- What you are asked to do:
The whole listing is to be written out again exactly; the pictures are not.

- Stored data:
-*-
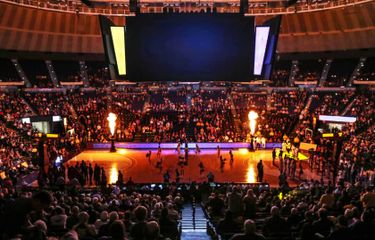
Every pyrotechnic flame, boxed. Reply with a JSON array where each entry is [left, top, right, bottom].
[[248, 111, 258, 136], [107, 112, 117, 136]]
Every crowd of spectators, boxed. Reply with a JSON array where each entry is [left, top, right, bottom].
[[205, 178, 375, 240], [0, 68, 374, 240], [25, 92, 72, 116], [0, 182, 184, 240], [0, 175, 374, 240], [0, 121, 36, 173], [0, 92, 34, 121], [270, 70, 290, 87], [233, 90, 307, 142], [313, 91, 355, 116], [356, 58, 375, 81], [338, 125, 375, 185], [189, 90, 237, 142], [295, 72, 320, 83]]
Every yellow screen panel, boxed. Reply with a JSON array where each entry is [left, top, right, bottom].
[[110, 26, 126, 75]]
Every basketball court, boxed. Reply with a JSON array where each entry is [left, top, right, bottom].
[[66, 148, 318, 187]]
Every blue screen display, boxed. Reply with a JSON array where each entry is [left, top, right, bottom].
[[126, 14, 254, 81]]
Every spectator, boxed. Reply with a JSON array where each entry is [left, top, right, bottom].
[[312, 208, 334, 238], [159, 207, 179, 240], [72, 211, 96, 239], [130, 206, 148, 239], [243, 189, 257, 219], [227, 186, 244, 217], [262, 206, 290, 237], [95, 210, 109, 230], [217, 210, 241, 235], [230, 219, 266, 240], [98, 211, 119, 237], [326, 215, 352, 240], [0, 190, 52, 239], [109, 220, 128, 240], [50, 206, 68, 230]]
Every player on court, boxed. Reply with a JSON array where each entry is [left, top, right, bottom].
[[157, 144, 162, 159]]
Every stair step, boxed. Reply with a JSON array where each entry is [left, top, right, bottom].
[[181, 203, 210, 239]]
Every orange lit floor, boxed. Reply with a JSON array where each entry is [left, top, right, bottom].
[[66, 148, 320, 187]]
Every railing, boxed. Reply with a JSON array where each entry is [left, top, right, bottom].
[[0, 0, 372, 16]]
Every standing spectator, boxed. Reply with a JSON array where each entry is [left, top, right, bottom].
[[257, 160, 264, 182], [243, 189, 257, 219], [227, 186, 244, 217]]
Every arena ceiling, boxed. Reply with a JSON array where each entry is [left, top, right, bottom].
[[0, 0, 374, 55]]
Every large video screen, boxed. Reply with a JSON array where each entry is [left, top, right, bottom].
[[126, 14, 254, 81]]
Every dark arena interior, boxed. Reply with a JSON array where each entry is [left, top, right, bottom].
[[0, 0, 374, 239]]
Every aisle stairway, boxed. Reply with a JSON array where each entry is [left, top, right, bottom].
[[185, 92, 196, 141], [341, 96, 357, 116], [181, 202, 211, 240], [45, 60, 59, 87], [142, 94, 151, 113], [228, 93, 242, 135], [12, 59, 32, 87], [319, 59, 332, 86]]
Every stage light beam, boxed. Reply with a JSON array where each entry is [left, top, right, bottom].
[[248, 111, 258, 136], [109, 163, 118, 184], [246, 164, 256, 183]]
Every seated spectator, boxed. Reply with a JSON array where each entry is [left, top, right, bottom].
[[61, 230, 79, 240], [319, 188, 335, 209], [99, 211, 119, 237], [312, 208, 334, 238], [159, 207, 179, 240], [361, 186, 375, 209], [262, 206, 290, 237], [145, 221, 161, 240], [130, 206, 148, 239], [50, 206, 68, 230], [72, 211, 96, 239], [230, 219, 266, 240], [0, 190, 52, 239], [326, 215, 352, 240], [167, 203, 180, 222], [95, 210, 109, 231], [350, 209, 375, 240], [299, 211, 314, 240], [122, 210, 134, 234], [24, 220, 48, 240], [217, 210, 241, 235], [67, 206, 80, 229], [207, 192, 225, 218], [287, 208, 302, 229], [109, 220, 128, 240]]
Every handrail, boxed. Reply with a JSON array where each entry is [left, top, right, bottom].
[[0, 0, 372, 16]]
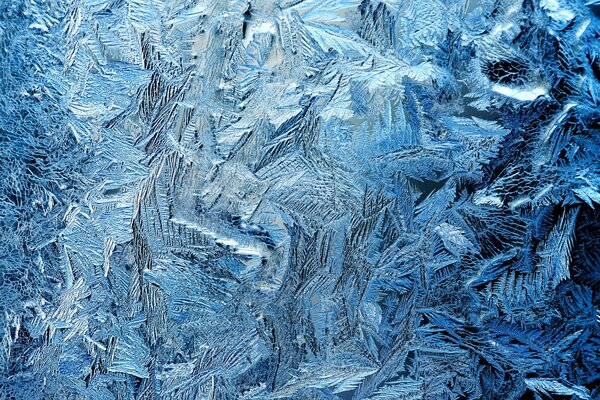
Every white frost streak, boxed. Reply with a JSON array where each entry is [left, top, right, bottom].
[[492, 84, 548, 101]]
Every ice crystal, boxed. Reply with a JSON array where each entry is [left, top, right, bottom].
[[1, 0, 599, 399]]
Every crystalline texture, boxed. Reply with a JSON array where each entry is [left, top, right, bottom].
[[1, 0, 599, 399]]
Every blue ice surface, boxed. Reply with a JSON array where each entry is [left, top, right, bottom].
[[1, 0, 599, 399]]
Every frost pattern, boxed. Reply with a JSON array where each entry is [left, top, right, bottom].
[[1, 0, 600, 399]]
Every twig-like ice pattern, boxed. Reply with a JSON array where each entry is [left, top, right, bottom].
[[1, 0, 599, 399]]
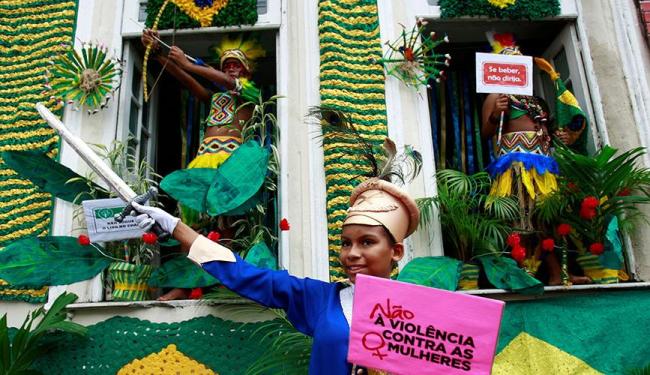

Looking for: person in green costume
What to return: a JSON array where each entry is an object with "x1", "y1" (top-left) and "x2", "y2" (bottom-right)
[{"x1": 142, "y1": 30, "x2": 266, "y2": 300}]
-*-
- Result of this exercise:
Every pyrotechnic flame, boxed. Reply with a JSON array where each entry is [left, top, right, bottom].
[[248, 111, 258, 136], [107, 112, 117, 136]]
Every crowd of spectators, boxed. Reply with a JSON array where each entry is [left, top, right, bottom].
[[205, 178, 375, 240], [0, 68, 374, 240], [25, 92, 72, 116], [0, 182, 184, 240], [0, 175, 374, 240], [0, 121, 36, 173], [0, 92, 34, 121], [270, 70, 290, 87], [233, 90, 307, 142], [313, 91, 355, 116], [356, 58, 375, 81], [338, 125, 375, 185], [189, 90, 237, 142], [295, 72, 320, 83]]
Every yellow screen panel, boxed. Reply with a JSON array where each entry is [left, top, right, bottom].
[[110, 26, 126, 75]]
Every basketball court, boxed. Reply with a JSON array where each entry is [left, top, right, bottom].
[[66, 148, 318, 187]]
Every blue screen display, boxed. Reply with a JSON array where each entry is [left, top, right, bottom].
[[126, 14, 254, 81]]
Every spectator, boxed. Reply with a JSON array where each entry is [left, top, right, bottom].
[[312, 208, 334, 238], [159, 207, 179, 240], [72, 211, 96, 239], [130, 206, 148, 239], [243, 189, 257, 219], [227, 186, 244, 217], [262, 206, 290, 237], [95, 210, 109, 230], [217, 210, 241, 235], [230, 219, 266, 240], [98, 211, 119, 237], [326, 215, 352, 240], [0, 190, 52, 239], [109, 220, 128, 240], [50, 206, 68, 230]]
Every player on court, boxed. Reply with a JSON array where each entry is [left, top, right, bottom].
[[157, 144, 162, 159]]
Every stair step, boxed. Reply with a JSON array where each entry is [left, top, right, bottom].
[[181, 203, 210, 239]]
Every orange lit floor, boxed. Reply with a JSON array where each entry is [left, top, right, bottom].
[[66, 148, 320, 187]]
Every railing, boxed. Reply with a JSON array where each entry is [left, top, right, bottom].
[[0, 0, 372, 16]]
Every standing spectator, boxed. Reply with a JSON array where each entry is [left, top, right, bottom].
[[257, 160, 264, 182], [243, 189, 257, 219], [227, 186, 244, 217]]
Every arena ceiling, boxed. Reply with a JSON array where each entry is [left, top, right, bottom].
[[0, 0, 374, 55]]
Every large video screen, boxed. Reply with a JSON array where each entry is [left, top, right, bottom].
[[126, 14, 254, 81]]
Every dark arena interior, boxed. Reply with a JSON array where each entry is [left, top, right, bottom].
[[0, 0, 374, 239]]
Every aisle stairway, boxed. Reply with a JSON array where each entry is [left, top, right, bottom].
[[185, 92, 196, 141], [341, 96, 357, 116], [181, 202, 211, 240], [45, 60, 59, 87], [142, 94, 151, 113], [228, 93, 242, 135], [12, 59, 32, 87], [319, 59, 332, 86]]
Every stage light beam, boxed. Reply with a JSON array where each entry is [left, top, right, bottom].
[[248, 111, 258, 136], [109, 163, 118, 184], [246, 164, 256, 183]]
Every seated spectator, boxed. Reply with a JSON array where each entry is [left, top, right, bottom].
[[61, 230, 79, 240], [319, 188, 335, 209], [99, 211, 119, 237], [312, 208, 334, 238], [159, 207, 179, 240], [361, 186, 375, 209], [262, 206, 290, 237], [145, 221, 161, 240], [130, 206, 148, 239], [50, 206, 68, 230], [72, 211, 96, 239], [230, 219, 266, 240], [0, 190, 52, 239], [326, 215, 352, 240], [167, 203, 180, 222], [95, 210, 109, 231], [350, 209, 375, 240], [299, 211, 314, 240], [122, 210, 134, 234], [24, 220, 48, 240], [217, 210, 241, 235], [67, 206, 80, 229], [207, 192, 225, 218], [287, 208, 302, 229], [109, 220, 128, 240]]
Every handrail, boxed. Reply with a JSON array where each entry is [left, top, right, bottom].
[[0, 0, 372, 16]]
Every white frost streak, boxed. Reply with a JSON array where each entry is [left, top, right, bottom].
[[492, 84, 548, 101]]
Every ice crystal, boxed. Reply with a JSON array where each entry is [left, top, right, bottom].
[[1, 0, 599, 399]]
Every crystalline texture, boxed. Reply with a JSON array where each entry is [left, top, right, bottom].
[[1, 0, 599, 399]]
Every blue ice surface, boxed. Reply with a JSON array where each entry is [left, top, right, bottom].
[[1, 0, 599, 399]]
Every frost pattern, boxed. Reply with a JSON array where each entry is [left, top, right, bottom].
[[1, 0, 600, 399]]
Every twig-like ice pattern, boxed. Reply with a JSON array where each entry is [left, top, right, bottom].
[[1, 0, 599, 399]]

Looking for: person in green costume
What to return: a JSON array where each entry is an object with "x1", "y1" (top-left) and "x2", "y2" (bottom-right)
[{"x1": 142, "y1": 30, "x2": 266, "y2": 300}]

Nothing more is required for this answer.